<<<<
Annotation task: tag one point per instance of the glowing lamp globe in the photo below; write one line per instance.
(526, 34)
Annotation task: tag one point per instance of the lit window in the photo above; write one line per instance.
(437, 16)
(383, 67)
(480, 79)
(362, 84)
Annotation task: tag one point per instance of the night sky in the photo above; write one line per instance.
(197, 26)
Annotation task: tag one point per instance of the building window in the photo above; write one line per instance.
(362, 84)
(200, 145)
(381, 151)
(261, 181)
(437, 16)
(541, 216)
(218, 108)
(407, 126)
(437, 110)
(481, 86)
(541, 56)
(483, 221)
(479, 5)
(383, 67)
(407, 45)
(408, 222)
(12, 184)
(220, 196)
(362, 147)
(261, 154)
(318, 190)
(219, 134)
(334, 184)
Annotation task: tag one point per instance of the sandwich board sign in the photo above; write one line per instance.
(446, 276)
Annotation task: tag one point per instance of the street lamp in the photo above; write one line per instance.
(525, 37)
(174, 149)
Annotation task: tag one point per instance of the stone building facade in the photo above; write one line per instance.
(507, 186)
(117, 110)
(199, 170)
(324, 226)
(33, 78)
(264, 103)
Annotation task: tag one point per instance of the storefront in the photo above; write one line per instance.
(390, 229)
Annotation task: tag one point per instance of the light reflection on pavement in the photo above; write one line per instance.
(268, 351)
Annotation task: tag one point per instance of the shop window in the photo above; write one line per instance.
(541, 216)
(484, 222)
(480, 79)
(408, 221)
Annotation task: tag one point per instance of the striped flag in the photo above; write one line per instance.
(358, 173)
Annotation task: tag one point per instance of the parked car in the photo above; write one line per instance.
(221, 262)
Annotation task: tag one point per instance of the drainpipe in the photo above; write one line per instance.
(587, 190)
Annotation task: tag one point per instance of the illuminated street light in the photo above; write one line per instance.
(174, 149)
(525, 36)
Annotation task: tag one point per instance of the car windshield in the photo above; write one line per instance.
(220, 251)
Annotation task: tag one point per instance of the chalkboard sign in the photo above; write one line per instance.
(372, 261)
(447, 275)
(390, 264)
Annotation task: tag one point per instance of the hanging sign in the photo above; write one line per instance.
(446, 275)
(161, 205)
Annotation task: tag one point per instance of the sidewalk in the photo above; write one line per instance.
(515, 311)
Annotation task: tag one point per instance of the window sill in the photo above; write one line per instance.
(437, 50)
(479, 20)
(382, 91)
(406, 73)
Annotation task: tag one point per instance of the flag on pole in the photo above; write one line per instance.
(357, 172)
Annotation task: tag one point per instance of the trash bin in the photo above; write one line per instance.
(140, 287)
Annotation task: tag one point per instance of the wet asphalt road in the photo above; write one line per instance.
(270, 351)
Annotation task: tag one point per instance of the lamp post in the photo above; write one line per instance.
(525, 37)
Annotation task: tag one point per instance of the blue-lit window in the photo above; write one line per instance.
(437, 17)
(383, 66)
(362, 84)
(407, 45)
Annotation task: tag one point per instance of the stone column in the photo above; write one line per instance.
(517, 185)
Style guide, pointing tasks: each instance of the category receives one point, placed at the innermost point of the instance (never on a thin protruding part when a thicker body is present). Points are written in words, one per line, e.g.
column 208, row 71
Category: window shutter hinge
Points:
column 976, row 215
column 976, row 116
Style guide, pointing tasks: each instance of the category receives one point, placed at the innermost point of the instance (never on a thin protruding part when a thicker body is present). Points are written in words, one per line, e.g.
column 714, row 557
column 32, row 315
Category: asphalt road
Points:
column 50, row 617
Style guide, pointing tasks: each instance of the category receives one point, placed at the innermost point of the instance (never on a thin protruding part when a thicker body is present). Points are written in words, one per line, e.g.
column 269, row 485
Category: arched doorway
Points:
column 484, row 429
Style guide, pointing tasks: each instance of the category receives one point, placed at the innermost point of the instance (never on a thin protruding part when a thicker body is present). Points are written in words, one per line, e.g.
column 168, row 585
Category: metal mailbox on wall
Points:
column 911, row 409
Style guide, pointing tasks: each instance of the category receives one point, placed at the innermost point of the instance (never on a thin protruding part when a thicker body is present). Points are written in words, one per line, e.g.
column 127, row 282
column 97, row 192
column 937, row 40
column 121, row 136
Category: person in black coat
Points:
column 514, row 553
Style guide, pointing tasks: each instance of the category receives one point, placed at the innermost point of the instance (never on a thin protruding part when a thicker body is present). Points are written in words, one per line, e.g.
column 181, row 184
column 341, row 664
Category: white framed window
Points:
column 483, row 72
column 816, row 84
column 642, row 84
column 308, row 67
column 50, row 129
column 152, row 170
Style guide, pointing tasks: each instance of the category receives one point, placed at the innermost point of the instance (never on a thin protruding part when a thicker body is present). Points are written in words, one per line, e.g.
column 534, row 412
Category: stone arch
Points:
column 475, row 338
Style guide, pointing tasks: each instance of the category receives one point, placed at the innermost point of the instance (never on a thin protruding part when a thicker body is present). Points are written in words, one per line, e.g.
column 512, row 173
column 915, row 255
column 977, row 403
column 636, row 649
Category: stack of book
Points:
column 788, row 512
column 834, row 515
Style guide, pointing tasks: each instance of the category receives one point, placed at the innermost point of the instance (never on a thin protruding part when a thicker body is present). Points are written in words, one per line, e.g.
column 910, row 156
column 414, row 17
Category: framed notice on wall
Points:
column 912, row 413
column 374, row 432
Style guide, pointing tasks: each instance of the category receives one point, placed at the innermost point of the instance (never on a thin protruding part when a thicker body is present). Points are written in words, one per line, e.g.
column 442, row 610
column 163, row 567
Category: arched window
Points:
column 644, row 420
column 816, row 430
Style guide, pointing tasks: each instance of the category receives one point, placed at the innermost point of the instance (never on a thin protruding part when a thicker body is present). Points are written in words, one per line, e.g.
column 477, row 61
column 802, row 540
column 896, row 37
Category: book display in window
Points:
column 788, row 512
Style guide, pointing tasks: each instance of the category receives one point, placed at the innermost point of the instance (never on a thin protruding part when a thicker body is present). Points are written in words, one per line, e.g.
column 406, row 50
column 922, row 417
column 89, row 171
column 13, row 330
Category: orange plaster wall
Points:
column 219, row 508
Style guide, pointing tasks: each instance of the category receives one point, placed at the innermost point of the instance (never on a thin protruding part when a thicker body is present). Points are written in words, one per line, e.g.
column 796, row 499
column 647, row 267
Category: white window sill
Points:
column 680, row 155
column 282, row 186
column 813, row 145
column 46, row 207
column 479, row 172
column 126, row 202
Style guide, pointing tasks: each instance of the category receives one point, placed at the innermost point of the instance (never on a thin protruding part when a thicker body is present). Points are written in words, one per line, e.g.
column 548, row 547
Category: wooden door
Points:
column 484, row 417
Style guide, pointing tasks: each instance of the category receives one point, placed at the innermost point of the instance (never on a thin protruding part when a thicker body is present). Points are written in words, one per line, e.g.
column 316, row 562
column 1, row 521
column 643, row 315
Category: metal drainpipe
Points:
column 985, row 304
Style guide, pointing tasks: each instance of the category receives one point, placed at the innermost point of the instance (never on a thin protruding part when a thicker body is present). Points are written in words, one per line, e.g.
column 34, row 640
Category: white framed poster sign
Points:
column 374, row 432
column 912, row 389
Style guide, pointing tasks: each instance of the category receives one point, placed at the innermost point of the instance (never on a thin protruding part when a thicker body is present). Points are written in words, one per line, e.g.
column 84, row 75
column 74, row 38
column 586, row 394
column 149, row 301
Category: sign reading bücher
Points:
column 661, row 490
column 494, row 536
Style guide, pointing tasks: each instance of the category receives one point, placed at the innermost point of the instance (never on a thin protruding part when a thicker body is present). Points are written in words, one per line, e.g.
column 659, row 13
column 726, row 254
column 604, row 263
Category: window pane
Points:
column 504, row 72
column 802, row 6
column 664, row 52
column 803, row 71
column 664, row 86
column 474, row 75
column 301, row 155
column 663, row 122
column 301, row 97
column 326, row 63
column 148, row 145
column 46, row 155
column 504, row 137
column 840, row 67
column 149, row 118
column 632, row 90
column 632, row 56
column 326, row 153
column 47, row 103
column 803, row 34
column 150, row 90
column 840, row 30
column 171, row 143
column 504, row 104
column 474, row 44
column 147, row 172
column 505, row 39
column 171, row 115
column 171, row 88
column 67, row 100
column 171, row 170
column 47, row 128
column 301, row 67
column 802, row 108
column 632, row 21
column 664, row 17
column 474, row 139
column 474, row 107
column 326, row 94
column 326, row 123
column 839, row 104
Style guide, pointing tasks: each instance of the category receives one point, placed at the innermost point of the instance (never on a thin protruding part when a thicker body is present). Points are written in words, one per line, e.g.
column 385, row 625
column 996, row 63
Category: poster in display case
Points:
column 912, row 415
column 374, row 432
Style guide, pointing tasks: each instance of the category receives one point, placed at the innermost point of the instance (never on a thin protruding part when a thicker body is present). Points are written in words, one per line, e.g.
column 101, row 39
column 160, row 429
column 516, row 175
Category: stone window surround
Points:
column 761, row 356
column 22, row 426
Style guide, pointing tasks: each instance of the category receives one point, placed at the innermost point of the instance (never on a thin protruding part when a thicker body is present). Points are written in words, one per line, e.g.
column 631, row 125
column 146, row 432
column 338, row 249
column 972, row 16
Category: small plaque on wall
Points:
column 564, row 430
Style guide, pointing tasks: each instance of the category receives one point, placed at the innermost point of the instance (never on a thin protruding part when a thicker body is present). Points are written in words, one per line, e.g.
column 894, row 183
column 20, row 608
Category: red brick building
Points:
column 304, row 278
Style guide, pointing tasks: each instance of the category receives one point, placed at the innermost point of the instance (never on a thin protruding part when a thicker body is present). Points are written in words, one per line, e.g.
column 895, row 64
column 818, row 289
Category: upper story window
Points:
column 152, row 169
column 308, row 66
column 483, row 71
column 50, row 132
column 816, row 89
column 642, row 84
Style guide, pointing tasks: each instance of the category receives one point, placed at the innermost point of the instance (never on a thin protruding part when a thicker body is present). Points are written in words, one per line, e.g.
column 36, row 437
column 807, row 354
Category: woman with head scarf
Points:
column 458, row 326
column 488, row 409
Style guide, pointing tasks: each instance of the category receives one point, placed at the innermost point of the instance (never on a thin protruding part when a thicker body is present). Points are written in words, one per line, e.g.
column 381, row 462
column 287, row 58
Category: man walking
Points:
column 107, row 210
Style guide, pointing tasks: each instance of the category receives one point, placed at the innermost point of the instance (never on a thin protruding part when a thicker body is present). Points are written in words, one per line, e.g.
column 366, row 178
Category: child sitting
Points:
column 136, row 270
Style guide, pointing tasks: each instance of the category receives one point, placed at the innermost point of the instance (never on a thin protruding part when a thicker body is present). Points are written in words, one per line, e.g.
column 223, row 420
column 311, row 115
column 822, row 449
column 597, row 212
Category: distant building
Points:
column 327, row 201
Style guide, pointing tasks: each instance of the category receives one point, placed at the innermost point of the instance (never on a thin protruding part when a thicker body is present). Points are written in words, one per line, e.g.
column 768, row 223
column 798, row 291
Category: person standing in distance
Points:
>>>>
EXERCISE> Scan the data above and copy each line containing the word "display".

REPLY>
Category: book display in window
Category: poster in display case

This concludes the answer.